Lay out the entries as a Markdown table with the columns Row and Entry line, starting at the line that contains "Practice. Find the forearm" and ending at the line that contains "point(689, 263)", both included. Number each line in order, and leave out any blank lines.

• MATERIAL PROVIDED
*-*-*

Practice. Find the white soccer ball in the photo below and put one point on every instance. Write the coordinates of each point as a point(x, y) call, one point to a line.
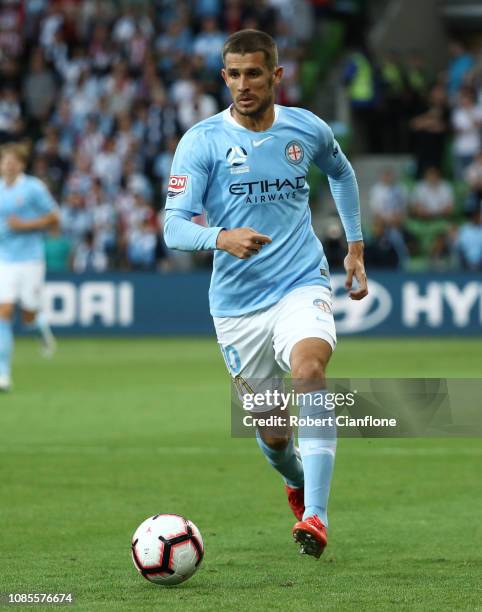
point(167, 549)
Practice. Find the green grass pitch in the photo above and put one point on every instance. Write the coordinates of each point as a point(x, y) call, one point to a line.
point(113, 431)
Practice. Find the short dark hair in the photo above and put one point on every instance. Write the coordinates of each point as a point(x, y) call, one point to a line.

*-*-*

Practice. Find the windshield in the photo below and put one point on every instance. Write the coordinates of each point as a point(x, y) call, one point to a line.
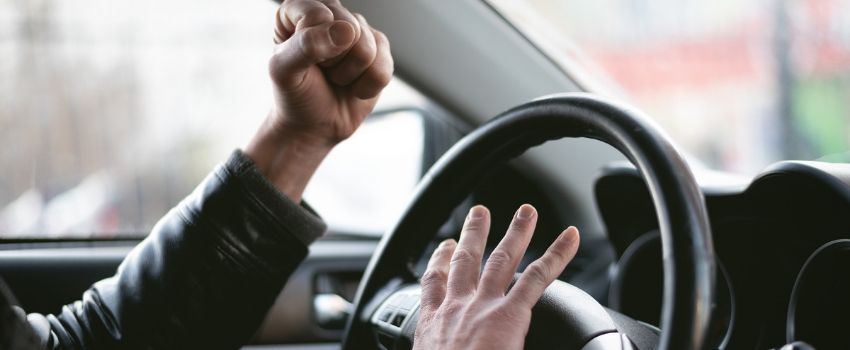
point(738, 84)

*-*-*

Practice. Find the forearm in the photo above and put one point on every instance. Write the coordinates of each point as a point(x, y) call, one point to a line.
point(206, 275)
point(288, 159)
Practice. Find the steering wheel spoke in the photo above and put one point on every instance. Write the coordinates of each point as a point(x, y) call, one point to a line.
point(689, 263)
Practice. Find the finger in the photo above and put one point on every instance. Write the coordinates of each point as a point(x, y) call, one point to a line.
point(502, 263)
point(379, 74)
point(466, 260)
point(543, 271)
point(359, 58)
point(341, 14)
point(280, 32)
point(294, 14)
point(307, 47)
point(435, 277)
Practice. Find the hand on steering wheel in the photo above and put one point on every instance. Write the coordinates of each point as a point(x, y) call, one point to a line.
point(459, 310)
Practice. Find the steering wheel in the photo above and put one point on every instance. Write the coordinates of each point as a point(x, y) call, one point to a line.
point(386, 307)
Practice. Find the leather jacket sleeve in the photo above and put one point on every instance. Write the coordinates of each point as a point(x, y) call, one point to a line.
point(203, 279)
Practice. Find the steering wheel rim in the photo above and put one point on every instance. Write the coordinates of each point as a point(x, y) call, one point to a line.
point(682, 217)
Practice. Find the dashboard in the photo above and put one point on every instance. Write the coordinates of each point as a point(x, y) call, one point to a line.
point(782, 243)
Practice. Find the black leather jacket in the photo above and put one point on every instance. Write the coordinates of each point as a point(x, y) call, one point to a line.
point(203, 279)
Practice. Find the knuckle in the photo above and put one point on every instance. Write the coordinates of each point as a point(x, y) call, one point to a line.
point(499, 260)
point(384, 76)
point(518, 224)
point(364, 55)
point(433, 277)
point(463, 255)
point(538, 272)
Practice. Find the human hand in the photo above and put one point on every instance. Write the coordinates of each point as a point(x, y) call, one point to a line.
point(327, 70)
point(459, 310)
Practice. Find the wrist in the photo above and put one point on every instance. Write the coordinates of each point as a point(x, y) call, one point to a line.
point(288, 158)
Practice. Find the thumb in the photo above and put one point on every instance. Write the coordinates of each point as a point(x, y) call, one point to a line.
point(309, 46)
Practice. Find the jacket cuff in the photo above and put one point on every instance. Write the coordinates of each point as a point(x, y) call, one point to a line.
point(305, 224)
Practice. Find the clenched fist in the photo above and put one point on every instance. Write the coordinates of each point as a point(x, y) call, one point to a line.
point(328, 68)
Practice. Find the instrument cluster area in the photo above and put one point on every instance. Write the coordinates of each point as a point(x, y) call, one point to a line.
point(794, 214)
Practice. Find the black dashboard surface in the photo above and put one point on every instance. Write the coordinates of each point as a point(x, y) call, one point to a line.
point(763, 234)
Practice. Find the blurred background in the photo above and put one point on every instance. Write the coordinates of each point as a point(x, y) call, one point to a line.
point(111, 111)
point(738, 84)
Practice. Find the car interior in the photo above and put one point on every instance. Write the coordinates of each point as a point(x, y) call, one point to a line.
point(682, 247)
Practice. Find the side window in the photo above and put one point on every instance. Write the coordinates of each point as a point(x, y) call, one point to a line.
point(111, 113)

*-*-*

• ANSWER IN FULL
| Row | Entry line |
|---|---|
| 1 | Practice. Find the forearm in the photo above and put one point on every instance. Write the coordinates of each point as a point(x, y) call, one point to a line. |
| 2 | point(206, 275) |
| 3 | point(288, 159) |
| 4 | Practice. Find the steering wheel spoke in the photo above and put one point on every instance. Write the coordinates of each point as a point(x, y) call, one point to a line. |
| 5 | point(689, 263) |